[Kutipan Pilihan]

Perhatikanlah, hati duniawi cenderung mengandung pendapat yang salah dan jahat tentang Allah, dan dengan pikiran itu mereka mengeraskan hati dan jalan mereka yang jahat. Perhatikan baik-baik dengan betapa yakin ia berbicara,aku tahu bahwa tuan seperti itu. Bagaimana sampai ia mengetahui tuannya seperti itu? Kecurangan apa yang didapati nenek moyang kita pada Allah? – Yeremia 2:5. 

Dengan apakah Allah telah melelahkan kita – Mikha 6:3 dalam pekerjaan-Nya, atau berlaku curang kepada kita tentang upah? Sudahkah Allah menjadi padang gurun bagi kita atau tanah yang gelap gulita? Allah sudah begitu lama mengatur dunia ini dan karena itu Ia bisa menagih lebih banyak alasan daripada yang dapat diminta Samuel, Siapakah yang telah kuperas? Dan siapakah yang telah kuperlakukan dengan kekerasan? Bukankah seluruh dunia mengetahui yang sebaliknya, bahwa Allah jauh daripada menjadi seorang tuan yang kejam, dan bahwa bumi penuh dengan kasih setia Tuhan? Bukankah Ia begitu jauh dari perbuatan menuai di tempat di mana Ia tidak menabur? Bukankah Ia lebih banyak menabur di tempat di mana Ia sendiri tidak menuai apa-apa?


Karena Dialah yang menerbitkan matahari dan menurunkan hujan bagi orang-orang yang tidak tahu berterima kasih dan orang-orang jahat, serta memuaskan hati mereka dengan makanan dan kegembiraan, yaitu orang-orang yang berkata kepada Yang Mahakuasa, "Pergilah dari pada kami." Gambaran ini berbicara mengenai orang-orang jahat yang selalu melemparkan kecaman-kecaman kepada Allah. Seolah-olah semua kesalahan dosa dan kehancuran mereka terletak di depan pintu-Nya, karena Ia menolak memberikan anugerah kepada mereka.

Padahal, yang terjadi adalah sebaliknya, bahwa orang-orang yang dengan setia memanfaatkan anugerah yang diberikan Allah secara umum kepada semua orang, tidak akan binasa, melainkan akan menerima anugerah yang khusus. Juga tidak ada yang bisa menunjukkan apa lagi yang harus diperbuat terhadap kebun anggur yang tidak menghasilkan buah selain apa yang telah dilakukan Allah. Allah tidak pernah menuntut batu bata dan tidak memberikan jerami. Tidak, apa pun yang diperlukan dalam kovenan atau perjanjian itu, dijanjikan juga di dalam kovenan tersebut. Jadi, kalau kita sampai binasa, itu salah kita sendiri.

[/Kutipan Pilihan]
[Data yang Diberikan]

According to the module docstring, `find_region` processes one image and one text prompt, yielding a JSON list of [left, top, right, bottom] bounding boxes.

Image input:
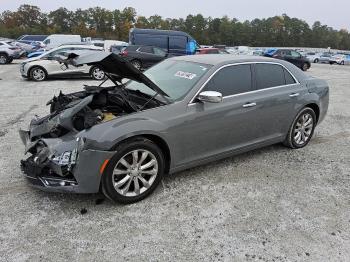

[/Data yang Diberikan]

- _Petunjuk Tugas_: Lanjutkan kutipan renungan tentang anggapan bahwa Allah adalah tuan yang kejam, dimulai tepat setelah kalimat terakhirnya.

- _Kolom Jawaban_:
Roh seorang budak, aku takut. Perasaan takut yang tidak benar terhadap Allah ini muncul akibat pemahamannya yang tidak benar terhadap Allah. Tak ada yang lebih tidak layak bagi Allah, juga tidak ada yang lebih mengganggu tugas-tugas kita kepada Allah, selain rasa takut seperti yang dimiliki oleh seorang budak. Rasa takut ini mengikat dan menyiksa kita, dan sangat bertolak belakang dengan kasih seutuhnya yang diminta dalam hukum yang utama. Perhatikanlah, pikiran yang keras terhadap Allah menyeret kita keluar dari pelayanan-Nya dan mengganggu kita dalam melaksanakan tugas. Orang-orang yang berpikir bahwa tidak mungkin untuk menyenangkan hati Allah dan merasa sia-sia melayani Dia, tidak akan melakukan apa-apa sesuai dengan tujuan kehidupan rohaninya.

[b] Jawaban tuannya atas pembelaan diri ini. Dalihnya tidak dapat menyelamatkan dirinya, dalih itu tidak dapat diterima. Malah bukan itu saja, dalih itu justru berbalik melawan dirinya dan membuat dia terdiam, karena kemudian kita melihat bagaimana dia didakwa dan dihukum.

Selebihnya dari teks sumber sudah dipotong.